→ **What is being asked**
Please copy each of the rows below word for word, leaving out the pictures.

→ **Data for processing**
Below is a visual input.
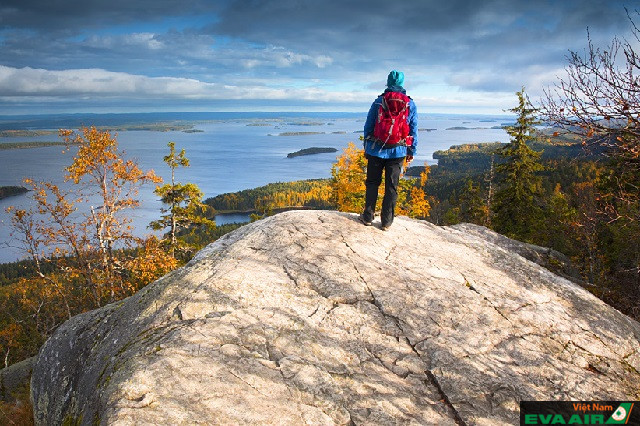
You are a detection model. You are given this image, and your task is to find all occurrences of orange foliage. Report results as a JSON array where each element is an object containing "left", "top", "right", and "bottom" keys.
[
  {"left": 331, "top": 142, "right": 431, "bottom": 219},
  {"left": 0, "top": 127, "right": 177, "bottom": 362}
]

→ **In response**
Below is a visual input.
You are a detection model. You are given this image, and your task is to find all occurrences of orange foliage. Report results as a JSON array where each element is an object containing "left", "top", "right", and "bottom" keys.
[
  {"left": 331, "top": 142, "right": 431, "bottom": 219},
  {"left": 0, "top": 127, "right": 177, "bottom": 362}
]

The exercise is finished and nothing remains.